Determine how many lines below contain the word "rough", then write that number by itself.
((
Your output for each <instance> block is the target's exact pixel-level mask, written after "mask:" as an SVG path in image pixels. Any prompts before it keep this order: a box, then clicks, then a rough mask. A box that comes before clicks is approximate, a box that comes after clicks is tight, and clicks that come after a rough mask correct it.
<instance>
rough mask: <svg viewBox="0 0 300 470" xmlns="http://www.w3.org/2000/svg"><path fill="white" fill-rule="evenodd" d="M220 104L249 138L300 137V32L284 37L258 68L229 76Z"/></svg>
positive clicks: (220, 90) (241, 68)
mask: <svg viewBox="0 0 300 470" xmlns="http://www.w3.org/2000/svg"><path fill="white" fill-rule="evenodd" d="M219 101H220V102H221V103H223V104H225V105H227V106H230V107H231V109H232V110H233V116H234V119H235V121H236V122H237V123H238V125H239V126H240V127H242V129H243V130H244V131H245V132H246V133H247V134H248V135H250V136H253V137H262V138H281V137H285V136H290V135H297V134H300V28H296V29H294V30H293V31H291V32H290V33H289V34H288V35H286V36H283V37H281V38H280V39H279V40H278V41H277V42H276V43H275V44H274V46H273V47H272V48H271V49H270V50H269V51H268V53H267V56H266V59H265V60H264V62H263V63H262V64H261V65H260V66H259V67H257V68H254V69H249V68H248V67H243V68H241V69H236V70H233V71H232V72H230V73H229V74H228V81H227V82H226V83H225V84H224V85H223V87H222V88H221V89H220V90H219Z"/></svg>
))
#### Response area:
2